- Excerpt provided
====

Investors Business Daily
Article Title: "Lynch Mob "
Section: Issues & Insights
Date: 6/22/2005
There's a certain irony in this apology coming so soon after the
Democrats engineered a deal to preserve the hallowed Senate tradition
known as the filibuster to protect the rights of the Senate minority.
It was the use of the filibuster by Democrats that prevented
anti-lynching legislation from passing the Senate and helping protect
the rights of black Americans.
As the Senate resolution duly notes, nearly 200 anti-lynching bills,
backed by seven presidents, were introduced in Congress during the
first half of 20th century, with the House passing such bills three
times. As far back as 1938, 70 senators were willing to sponsor an
anti-lynching bill. Yet each of those three times, it was the use of
the filibuster by Southern Democrats that caused the bills to fail.
When important civil rights legislation needed passing, it was
Republicans who got it done while Democrats filibustered. The Civil
Rights Act of 1964 would never have been possible without Republican
leadership.

====

- Information supplied

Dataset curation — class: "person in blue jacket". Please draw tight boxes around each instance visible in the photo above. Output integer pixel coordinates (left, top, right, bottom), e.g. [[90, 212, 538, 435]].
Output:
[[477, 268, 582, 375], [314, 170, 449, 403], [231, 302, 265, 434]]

====

- Required task 1
According to the editorial, how many senators were willing to sponsor an anti-lynching bill as far back as 1938?
- Required task 2
Quote the editorial from "When important civil" up to and including "leadership.".

- Response 1
70 senators.

- Response 2
When important civil rights legislation needed passing, it was
Republicans who got it done while Democrats filibustered. The Civil
Rights Act of 1964 would never have been possible without Republican
leadership.